To do: In the entries that follow, identify the line containing "of the stone" and return it together with all later lines, exactly as they appear.

Extracted entries:
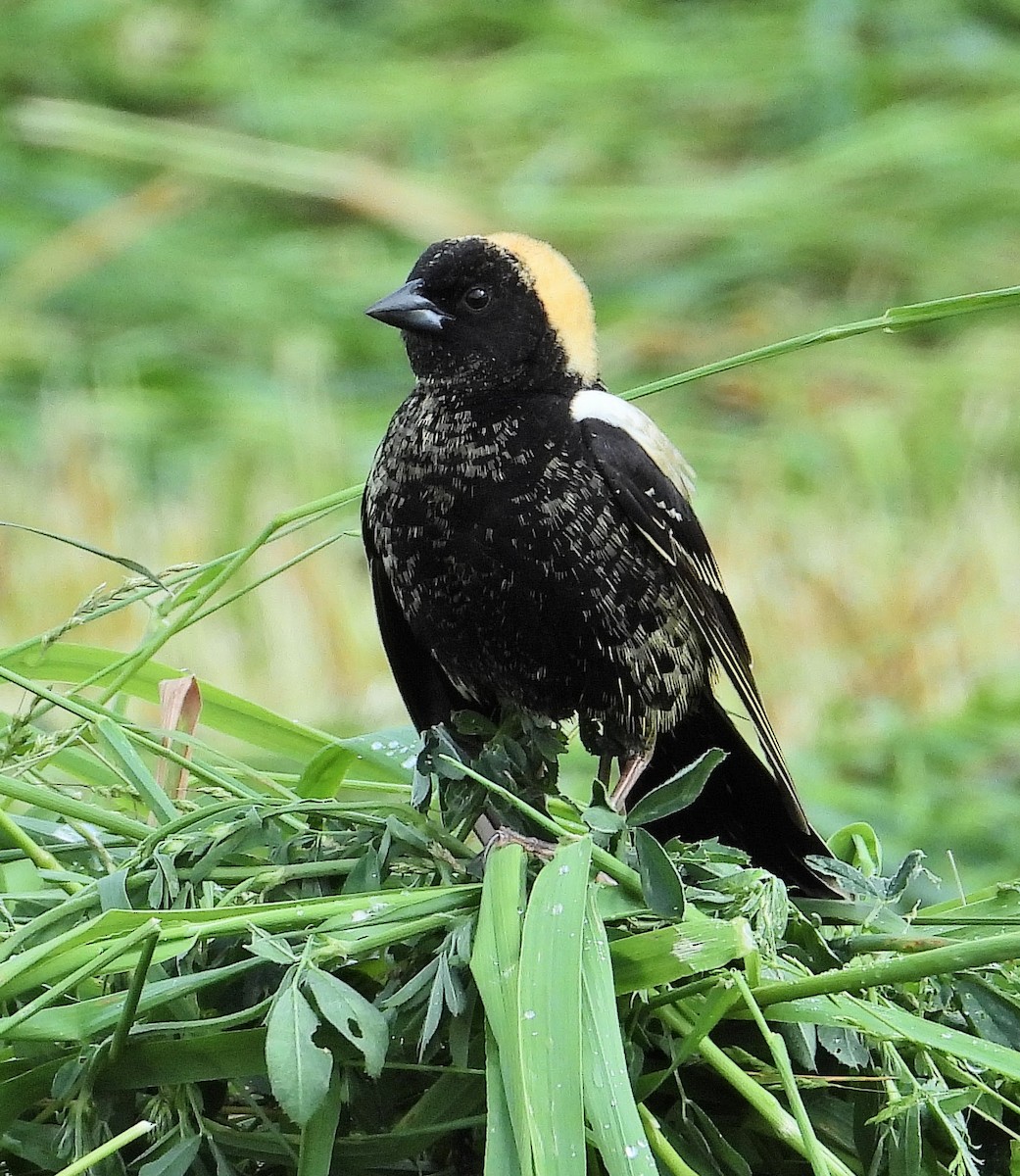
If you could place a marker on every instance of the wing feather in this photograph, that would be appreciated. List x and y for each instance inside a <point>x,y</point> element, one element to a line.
<point>638,464</point>
<point>428,693</point>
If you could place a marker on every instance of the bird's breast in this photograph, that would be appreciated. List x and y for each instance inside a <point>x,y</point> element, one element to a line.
<point>512,562</point>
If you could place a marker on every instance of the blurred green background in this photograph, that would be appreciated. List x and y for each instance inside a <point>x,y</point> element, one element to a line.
<point>198,200</point>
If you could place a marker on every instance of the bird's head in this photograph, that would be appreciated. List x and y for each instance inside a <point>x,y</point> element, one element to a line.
<point>500,310</point>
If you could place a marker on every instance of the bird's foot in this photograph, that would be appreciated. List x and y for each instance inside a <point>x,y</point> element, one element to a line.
<point>629,775</point>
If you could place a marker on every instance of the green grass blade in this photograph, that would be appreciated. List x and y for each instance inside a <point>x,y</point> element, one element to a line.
<point>502,1156</point>
<point>671,953</point>
<point>495,965</point>
<point>124,759</point>
<point>549,1024</point>
<point>221,710</point>
<point>608,1102</point>
<point>76,810</point>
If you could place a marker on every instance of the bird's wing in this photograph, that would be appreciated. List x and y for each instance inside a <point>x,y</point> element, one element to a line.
<point>652,482</point>
<point>428,693</point>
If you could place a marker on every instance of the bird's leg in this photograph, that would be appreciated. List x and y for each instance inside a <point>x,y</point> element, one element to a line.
<point>629,773</point>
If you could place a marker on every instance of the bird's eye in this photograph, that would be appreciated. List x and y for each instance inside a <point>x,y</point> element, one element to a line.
<point>476,299</point>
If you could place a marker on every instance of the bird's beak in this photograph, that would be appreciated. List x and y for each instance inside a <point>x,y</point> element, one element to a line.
<point>409,310</point>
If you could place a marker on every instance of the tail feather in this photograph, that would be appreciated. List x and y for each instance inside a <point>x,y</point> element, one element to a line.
<point>743,804</point>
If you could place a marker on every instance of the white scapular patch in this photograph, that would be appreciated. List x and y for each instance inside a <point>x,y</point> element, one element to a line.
<point>564,297</point>
<point>602,406</point>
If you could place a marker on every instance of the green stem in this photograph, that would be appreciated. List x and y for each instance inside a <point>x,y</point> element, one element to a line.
<point>896,970</point>
<point>77,810</point>
<point>86,971</point>
<point>783,1124</point>
<point>130,1006</point>
<point>606,862</point>
<point>125,667</point>
<point>661,1150</point>
<point>40,858</point>
<point>105,1151</point>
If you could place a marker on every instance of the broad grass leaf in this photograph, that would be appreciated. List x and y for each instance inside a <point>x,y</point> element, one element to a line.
<point>608,1102</point>
<point>120,753</point>
<point>994,1014</point>
<point>318,1135</point>
<point>175,1161</point>
<point>393,752</point>
<point>549,1023</point>
<point>299,1069</point>
<point>502,1157</point>
<point>678,792</point>
<point>324,773</point>
<point>670,953</point>
<point>660,881</point>
<point>495,965</point>
<point>352,1015</point>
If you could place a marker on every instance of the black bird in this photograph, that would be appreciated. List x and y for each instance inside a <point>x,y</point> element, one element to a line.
<point>531,540</point>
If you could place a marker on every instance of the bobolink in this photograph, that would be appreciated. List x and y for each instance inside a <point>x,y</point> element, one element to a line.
<point>530,540</point>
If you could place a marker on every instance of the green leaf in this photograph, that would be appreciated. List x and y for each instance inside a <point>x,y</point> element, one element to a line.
<point>129,763</point>
<point>318,1135</point>
<point>299,1069</point>
<point>221,710</point>
<point>858,846</point>
<point>355,1017</point>
<point>495,965</point>
<point>608,1102</point>
<point>324,773</point>
<point>393,751</point>
<point>175,1161</point>
<point>692,947</point>
<point>660,881</point>
<point>502,1157</point>
<point>549,1024</point>
<point>52,801</point>
<point>678,792</point>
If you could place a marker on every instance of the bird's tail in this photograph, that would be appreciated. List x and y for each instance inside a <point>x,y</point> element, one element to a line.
<point>743,804</point>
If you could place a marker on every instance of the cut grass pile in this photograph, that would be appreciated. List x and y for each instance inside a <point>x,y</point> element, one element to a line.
<point>257,950</point>
<point>213,965</point>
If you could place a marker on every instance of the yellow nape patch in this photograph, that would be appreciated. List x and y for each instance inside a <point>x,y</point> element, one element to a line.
<point>564,297</point>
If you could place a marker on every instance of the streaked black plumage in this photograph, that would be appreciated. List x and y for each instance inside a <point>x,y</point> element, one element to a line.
<point>530,540</point>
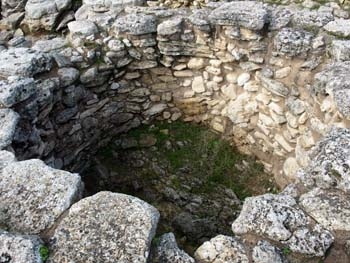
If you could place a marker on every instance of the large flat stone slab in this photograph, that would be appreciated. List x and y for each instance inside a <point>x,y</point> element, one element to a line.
<point>106,227</point>
<point>34,195</point>
<point>250,15</point>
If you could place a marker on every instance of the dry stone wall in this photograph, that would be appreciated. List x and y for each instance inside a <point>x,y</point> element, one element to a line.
<point>273,80</point>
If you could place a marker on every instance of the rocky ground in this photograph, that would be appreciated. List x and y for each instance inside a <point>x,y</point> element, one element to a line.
<point>195,179</point>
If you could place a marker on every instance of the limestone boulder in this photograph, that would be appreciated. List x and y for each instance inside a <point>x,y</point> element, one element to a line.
<point>16,248</point>
<point>339,27</point>
<point>292,42</point>
<point>250,15</point>
<point>34,195</point>
<point>279,218</point>
<point>330,208</point>
<point>16,89</point>
<point>44,14</point>
<point>222,249</point>
<point>106,227</point>
<point>329,165</point>
<point>135,24</point>
<point>312,18</point>
<point>340,50</point>
<point>265,252</point>
<point>24,62</point>
<point>334,80</point>
<point>169,252</point>
<point>8,123</point>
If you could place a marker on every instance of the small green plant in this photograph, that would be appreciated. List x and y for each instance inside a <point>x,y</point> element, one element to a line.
<point>286,251</point>
<point>156,241</point>
<point>44,252</point>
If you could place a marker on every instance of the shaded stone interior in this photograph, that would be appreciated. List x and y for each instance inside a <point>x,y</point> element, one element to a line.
<point>272,80</point>
<point>195,179</point>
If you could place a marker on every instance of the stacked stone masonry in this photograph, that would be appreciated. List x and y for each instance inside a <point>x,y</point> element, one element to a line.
<point>273,80</point>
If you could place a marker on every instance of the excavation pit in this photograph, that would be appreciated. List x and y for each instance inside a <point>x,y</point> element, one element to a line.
<point>195,178</point>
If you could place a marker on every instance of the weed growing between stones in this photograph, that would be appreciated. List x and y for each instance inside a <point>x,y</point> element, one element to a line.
<point>44,253</point>
<point>193,177</point>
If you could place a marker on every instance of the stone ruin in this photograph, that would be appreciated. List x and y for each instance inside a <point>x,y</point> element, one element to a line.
<point>274,79</point>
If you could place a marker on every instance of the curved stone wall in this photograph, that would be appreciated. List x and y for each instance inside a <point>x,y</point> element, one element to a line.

Expected answer:
If you could place a marker on every instance of the stone ruin in this photograph, that would be appreciated. List x and y for each instance inside a <point>x,y</point> element, one element to a line.
<point>274,79</point>
If you could place a marker on every instance of the curved stone wall in this photograph, that would be appreciated. List x and y for each instance inside a <point>x,y</point> element, one element to a line.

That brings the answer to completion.